Written exercise: Only the run of lines from the one containing "of the potted" through the last line should be returned, exactly as written.
..........
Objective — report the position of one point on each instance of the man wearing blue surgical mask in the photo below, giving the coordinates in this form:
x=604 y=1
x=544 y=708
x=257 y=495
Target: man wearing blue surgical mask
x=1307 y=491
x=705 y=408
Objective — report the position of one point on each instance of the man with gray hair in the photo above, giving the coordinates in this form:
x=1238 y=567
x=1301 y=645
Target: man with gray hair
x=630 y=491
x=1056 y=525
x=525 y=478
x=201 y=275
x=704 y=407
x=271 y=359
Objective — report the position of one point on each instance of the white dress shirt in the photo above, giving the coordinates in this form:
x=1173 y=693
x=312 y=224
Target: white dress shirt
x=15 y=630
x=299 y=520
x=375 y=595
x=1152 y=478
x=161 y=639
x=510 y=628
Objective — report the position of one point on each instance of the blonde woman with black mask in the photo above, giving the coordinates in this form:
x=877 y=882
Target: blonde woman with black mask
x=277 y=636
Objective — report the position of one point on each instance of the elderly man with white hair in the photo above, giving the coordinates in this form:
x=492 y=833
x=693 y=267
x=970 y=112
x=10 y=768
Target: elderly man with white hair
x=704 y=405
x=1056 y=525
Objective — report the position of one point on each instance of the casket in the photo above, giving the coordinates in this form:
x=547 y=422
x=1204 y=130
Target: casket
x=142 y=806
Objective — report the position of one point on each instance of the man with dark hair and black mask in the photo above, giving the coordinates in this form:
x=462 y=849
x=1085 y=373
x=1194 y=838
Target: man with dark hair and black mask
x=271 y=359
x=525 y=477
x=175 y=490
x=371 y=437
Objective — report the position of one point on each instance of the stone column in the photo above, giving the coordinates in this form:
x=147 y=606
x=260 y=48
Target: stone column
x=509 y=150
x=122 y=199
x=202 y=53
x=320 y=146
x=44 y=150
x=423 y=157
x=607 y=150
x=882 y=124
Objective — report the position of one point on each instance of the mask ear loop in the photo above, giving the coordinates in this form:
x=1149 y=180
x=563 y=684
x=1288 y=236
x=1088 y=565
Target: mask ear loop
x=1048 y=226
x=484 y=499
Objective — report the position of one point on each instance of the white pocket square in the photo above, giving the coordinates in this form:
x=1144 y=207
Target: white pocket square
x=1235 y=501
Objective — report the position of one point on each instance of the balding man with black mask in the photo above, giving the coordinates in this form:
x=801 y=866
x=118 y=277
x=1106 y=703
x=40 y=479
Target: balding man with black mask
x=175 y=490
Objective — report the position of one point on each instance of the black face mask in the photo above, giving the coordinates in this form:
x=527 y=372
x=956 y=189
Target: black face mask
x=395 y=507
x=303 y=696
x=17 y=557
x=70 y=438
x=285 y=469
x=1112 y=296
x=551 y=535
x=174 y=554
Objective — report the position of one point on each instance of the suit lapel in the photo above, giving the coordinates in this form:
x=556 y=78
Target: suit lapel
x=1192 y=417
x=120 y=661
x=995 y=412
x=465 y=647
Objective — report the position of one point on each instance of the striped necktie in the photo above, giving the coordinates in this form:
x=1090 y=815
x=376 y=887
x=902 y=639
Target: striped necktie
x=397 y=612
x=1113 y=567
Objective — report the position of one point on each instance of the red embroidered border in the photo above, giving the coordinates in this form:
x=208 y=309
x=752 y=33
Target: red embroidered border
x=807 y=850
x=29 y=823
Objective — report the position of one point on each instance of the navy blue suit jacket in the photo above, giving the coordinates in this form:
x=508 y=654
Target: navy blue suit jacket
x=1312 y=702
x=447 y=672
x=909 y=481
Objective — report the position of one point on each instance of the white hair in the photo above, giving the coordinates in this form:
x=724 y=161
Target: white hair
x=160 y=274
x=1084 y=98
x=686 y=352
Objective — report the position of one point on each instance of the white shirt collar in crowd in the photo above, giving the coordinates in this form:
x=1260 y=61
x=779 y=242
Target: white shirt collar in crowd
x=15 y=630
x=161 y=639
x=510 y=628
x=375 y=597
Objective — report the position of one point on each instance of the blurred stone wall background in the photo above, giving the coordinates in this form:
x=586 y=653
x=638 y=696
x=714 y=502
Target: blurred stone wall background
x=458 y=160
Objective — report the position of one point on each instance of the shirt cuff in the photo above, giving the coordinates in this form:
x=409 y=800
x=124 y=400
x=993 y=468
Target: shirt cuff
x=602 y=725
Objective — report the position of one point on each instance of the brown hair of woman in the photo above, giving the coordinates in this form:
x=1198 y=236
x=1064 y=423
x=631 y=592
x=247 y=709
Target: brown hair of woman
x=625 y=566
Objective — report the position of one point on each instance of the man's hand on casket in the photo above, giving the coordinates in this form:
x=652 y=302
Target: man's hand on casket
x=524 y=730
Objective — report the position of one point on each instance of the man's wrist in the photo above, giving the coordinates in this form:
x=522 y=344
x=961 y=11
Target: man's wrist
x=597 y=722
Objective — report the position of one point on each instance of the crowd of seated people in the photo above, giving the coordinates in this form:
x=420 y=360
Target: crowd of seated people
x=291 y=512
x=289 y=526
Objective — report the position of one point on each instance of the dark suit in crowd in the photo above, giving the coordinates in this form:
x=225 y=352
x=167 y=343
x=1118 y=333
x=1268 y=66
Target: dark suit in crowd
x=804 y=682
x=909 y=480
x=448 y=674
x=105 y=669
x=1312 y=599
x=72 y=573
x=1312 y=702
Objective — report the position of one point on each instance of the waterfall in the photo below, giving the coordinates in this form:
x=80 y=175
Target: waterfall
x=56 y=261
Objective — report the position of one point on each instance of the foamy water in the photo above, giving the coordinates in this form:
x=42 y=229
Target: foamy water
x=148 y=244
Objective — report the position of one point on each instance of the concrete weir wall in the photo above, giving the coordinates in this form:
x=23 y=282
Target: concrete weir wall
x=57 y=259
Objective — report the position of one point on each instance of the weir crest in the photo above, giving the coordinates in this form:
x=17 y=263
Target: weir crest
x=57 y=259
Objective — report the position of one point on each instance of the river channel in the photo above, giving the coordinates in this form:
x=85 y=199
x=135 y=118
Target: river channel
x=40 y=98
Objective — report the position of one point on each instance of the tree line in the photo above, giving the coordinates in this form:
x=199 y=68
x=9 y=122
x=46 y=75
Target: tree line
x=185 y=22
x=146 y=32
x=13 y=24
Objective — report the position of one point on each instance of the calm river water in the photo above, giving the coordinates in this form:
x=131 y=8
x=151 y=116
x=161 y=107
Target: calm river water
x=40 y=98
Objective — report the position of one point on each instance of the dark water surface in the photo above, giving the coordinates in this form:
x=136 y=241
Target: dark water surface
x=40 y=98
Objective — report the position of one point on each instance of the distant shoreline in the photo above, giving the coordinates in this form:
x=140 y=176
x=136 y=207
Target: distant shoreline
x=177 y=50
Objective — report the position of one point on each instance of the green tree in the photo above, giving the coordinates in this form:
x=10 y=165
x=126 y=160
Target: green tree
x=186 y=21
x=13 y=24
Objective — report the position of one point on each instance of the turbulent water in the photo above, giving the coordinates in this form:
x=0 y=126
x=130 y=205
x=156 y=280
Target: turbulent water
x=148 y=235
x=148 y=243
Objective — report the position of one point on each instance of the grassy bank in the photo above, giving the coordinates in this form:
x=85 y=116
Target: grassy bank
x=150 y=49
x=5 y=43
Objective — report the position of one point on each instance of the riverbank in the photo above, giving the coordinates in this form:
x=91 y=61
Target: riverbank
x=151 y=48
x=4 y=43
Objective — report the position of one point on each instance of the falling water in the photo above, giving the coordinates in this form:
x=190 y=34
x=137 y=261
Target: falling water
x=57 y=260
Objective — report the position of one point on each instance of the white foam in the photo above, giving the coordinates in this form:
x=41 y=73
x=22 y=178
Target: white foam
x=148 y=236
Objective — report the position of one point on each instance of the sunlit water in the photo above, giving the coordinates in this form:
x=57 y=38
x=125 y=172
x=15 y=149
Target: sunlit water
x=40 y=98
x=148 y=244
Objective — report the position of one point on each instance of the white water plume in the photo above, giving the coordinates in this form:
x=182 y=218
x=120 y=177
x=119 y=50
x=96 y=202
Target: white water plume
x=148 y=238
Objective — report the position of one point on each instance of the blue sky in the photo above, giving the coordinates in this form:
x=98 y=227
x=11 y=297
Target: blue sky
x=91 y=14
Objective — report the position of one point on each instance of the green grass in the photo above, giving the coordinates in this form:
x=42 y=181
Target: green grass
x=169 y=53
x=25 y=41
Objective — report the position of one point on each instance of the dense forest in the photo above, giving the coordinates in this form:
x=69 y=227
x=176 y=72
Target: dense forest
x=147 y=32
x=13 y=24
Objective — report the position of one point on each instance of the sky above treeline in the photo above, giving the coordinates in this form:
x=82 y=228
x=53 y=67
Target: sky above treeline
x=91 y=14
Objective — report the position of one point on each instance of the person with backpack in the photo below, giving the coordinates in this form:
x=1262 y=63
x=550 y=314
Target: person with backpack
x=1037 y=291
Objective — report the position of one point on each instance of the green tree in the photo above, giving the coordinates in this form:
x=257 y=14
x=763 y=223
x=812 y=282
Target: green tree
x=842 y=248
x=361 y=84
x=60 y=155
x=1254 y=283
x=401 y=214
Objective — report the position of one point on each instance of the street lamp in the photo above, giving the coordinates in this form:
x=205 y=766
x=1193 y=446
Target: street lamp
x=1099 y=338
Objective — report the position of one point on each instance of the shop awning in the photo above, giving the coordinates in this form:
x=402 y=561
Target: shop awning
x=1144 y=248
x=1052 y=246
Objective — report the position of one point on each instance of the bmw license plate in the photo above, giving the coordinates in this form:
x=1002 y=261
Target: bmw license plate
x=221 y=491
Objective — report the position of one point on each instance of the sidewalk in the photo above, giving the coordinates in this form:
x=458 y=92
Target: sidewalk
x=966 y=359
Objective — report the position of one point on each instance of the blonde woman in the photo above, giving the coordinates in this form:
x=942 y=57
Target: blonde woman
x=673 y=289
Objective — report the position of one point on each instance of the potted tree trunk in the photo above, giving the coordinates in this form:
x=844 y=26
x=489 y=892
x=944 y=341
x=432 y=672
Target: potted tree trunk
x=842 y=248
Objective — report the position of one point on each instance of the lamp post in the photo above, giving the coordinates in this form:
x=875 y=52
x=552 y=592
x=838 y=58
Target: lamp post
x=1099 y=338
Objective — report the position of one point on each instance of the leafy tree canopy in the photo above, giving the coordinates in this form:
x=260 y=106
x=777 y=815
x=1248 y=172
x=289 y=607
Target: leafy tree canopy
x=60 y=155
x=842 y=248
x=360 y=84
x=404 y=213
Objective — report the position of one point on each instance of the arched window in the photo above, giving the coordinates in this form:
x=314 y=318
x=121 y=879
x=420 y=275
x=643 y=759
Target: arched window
..........
Solution to this exercise:
Objective — report the position of one point on each instance of the potted tree trunk in the photo above, giving the coordinates in this form:
x=844 y=26
x=489 y=892
x=944 y=341
x=432 y=672
Target: potted tree trunk
x=842 y=248
Objective — report the position of one point on each instance of the lamp post in the photo above, giving the coordinates in this form:
x=875 y=52
x=552 y=592
x=838 y=58
Target: lamp post
x=1099 y=338
Objective — report the position of one point on each instance of the leafy tree canopy in the photo above, giving the coordinates in this form:
x=260 y=106
x=777 y=815
x=1248 y=172
x=289 y=607
Target: leafy tree canopy
x=60 y=155
x=842 y=248
x=360 y=84
x=404 y=213
Objective — report the position of one point on each instance of the arched window in the photo above, giving the coordinates in this form:
x=314 y=318
x=121 y=879
x=420 y=275
x=643 y=759
Target: arched window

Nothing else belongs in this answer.